SELECTED PASSAGE:
"""

More on cookies
Walter Lewis
walter.lewis at sheridanc.on.ca
Tue Sep 3 10:34:35 EDT 1996
Thomas Dowling wrote: [and I brutally snipped]
>That said, I still don't know what sites are using cookies for. One post
>mentioned that the Apache server *can* be set to issue a cookie on your
>first hit, in order to track how long you stay at the site. I don't find
>this a very compelling reason and don't believe it represents all the sites
>I've seen using cookies.
My guide to Cold Fusion (an NT based CGI engine) says, in part:
Cold Fusion can use cookies to dynamically send variables that can be
stored in the browser for days or even months until their scheduled
expiration. Cookies are domain specific, and can be sent securely,
establishing good grounds for private exchange of data between your
server and your client's browser.

"""

RECORDS SHOWN:
"""

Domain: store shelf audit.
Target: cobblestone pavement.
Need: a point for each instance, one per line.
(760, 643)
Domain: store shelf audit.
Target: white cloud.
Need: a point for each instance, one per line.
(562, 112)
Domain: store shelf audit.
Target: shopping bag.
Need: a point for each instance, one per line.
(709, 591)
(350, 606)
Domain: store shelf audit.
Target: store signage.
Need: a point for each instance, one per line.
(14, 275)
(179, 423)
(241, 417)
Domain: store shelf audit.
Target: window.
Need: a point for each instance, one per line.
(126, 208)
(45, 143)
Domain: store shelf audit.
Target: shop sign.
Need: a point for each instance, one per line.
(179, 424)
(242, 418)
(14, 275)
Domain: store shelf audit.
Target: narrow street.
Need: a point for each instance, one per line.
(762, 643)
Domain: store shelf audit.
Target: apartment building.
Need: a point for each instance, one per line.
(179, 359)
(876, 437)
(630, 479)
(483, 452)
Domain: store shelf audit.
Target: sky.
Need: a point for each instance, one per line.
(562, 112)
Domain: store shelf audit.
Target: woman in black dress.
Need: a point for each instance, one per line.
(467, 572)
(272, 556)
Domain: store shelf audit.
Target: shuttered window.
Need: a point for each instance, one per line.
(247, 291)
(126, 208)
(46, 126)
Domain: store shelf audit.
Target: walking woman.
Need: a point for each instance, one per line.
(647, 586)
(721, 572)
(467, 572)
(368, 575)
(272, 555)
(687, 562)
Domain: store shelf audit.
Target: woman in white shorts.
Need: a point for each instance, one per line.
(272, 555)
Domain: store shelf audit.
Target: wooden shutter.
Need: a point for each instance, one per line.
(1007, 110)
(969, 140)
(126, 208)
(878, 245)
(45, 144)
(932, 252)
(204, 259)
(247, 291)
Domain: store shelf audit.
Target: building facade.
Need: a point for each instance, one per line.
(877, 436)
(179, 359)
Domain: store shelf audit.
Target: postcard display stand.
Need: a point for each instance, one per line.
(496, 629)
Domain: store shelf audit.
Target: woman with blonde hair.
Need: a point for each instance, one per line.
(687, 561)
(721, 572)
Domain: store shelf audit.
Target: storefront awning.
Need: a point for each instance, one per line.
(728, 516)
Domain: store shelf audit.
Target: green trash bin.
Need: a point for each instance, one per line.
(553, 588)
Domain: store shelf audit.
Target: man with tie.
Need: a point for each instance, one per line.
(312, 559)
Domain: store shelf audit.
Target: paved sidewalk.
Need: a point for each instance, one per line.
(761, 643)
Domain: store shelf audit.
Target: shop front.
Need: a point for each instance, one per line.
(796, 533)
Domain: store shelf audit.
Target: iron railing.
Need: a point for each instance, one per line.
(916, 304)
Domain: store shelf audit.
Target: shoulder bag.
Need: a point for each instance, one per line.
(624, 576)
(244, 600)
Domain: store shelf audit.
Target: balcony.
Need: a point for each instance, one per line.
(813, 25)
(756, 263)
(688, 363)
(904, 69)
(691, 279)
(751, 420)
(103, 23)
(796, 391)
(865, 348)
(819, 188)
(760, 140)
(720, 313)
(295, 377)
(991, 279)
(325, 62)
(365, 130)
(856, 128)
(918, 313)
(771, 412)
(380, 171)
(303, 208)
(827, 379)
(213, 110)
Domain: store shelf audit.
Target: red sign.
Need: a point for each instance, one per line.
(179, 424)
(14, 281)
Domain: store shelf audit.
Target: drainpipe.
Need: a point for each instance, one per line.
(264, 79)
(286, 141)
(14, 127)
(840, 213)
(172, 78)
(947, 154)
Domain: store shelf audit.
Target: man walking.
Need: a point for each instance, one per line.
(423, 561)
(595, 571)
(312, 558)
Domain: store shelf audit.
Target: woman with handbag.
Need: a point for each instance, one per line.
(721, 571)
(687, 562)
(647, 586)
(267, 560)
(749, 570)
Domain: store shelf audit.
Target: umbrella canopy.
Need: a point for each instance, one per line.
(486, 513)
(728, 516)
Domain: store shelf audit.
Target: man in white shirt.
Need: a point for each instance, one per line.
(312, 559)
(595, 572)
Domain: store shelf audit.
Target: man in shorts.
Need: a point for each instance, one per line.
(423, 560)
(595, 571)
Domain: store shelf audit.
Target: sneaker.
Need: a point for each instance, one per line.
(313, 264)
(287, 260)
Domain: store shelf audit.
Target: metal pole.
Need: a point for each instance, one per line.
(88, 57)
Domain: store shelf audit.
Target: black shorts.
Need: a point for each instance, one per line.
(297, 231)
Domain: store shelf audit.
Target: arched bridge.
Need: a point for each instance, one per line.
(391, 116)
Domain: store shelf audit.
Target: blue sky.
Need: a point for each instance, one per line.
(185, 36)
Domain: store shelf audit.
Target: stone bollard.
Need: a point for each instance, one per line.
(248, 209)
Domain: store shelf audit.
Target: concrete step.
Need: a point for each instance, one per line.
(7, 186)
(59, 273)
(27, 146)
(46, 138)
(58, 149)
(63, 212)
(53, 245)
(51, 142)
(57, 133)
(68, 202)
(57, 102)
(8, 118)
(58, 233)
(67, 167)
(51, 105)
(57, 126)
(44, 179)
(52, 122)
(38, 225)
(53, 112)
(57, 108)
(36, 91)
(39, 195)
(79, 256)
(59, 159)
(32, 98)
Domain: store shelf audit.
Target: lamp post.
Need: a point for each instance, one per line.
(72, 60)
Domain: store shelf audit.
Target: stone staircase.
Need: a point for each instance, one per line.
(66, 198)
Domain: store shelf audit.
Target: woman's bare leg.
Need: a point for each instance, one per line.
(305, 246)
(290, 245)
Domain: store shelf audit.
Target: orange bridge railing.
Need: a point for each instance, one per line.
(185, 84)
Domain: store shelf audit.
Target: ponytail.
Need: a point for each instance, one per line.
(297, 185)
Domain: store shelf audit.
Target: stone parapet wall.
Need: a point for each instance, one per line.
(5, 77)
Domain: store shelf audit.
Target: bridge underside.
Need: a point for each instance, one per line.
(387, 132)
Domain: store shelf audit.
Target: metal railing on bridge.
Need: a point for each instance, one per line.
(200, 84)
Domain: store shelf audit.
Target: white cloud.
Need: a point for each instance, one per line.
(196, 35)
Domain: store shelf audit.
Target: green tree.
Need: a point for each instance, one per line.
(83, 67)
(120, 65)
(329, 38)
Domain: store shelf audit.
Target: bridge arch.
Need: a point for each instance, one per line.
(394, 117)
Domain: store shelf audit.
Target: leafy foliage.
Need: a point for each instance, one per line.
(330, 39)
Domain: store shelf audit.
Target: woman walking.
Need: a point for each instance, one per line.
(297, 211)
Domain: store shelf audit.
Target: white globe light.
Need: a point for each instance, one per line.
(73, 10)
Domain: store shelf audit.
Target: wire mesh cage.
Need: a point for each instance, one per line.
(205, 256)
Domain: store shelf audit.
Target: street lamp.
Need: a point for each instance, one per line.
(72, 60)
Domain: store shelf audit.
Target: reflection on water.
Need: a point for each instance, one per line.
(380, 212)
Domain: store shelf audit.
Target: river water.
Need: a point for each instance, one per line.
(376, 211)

"""
"""

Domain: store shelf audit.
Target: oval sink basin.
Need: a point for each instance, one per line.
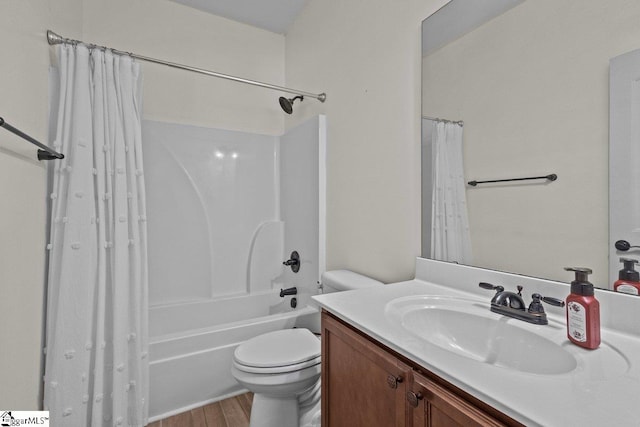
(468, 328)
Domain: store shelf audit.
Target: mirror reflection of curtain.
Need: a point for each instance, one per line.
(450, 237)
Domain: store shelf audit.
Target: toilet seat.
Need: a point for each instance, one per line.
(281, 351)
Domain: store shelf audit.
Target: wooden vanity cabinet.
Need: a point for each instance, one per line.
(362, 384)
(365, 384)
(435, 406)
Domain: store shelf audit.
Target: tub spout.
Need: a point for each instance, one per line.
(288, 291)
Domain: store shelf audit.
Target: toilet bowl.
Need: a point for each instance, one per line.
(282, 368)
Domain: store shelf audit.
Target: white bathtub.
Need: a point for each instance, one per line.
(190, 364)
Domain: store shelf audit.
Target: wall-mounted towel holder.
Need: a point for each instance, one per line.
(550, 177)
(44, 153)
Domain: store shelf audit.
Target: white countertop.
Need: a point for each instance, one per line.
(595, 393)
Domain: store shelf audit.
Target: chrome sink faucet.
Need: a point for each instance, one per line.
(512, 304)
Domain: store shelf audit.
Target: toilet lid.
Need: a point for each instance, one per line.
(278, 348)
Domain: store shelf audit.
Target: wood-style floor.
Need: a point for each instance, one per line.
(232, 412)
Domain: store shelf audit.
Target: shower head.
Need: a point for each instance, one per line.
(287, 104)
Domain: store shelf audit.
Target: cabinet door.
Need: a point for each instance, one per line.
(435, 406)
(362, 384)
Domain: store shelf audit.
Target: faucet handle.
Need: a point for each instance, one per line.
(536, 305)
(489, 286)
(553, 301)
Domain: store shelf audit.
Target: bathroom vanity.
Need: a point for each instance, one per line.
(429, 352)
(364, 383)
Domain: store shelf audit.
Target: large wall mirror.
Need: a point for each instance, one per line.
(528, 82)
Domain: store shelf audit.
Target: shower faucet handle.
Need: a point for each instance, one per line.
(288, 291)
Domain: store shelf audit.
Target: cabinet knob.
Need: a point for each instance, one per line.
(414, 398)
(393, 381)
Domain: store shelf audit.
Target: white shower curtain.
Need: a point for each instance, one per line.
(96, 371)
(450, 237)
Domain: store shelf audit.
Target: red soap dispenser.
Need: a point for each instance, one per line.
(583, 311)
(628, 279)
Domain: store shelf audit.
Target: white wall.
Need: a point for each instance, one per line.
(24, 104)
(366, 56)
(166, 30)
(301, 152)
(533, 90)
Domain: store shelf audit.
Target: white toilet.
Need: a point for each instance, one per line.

"""

GOAL OF THE EXERCISE: From the post about cookies, copy word for word the passage starting at "My guide to" and ending at "your client's browser.".

ANSWER TO THIS EXERCISE:
My guide to Cold Fusion (an NT based CGI engine) says, in part:
Cold Fusion can use cookies to dynamically send variables that can be
stored in the browser for days or even months until their scheduled
expiration. Cookies are domain specific, and can be sent securely,
establishing good grounds for private exchange of data between your
server and your client's browser.